[JOB] Reproduce every one of the rows below, requests included, shifting each pixel coordinate in the answers by adding 95 to it, and omit the pictures from your output.

[INFORMATION PROVIDED]
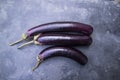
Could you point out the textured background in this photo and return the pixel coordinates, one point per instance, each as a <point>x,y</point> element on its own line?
<point>16,16</point>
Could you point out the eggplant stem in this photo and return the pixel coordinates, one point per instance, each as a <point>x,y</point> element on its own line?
<point>30,42</point>
<point>23,38</point>
<point>37,64</point>
<point>11,44</point>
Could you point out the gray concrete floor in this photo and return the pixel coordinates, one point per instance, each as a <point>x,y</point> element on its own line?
<point>16,16</point>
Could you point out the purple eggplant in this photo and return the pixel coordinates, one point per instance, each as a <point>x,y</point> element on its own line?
<point>60,39</point>
<point>66,26</point>
<point>68,52</point>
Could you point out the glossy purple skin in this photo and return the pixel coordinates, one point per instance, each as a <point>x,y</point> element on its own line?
<point>65,26</point>
<point>68,52</point>
<point>64,39</point>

[SOLUTION FOR THIS TASK]
Could you point out the textured background in this photo and return the pixel coordinates, one point per instance, each as a <point>x,y</point> element on its own line?
<point>111,111</point>
Could you point out the eggplant stem in this photo and return the pixel coordinates, one point per instance, each as a <point>x,y</point> element on its own line?
<point>125,137</point>
<point>118,133</point>
<point>132,159</point>
<point>106,139</point>
Could you point out the gray concrete floor in this photo and return the pixel coordinates, one point per instance, each as a <point>x,y</point> element on its own line?
<point>111,111</point>
Could you point out the purple eggplant in this photo and return the pixel coordinates, one point per instance, each as a <point>x,y</point> element on its own line?
<point>155,134</point>
<point>161,121</point>
<point>163,147</point>
Could you point out the glossy purple skin in this photo and return the pixel coordinates, one point per instance, each as a <point>x,y</point> element on its own line?
<point>160,121</point>
<point>163,147</point>
<point>159,134</point>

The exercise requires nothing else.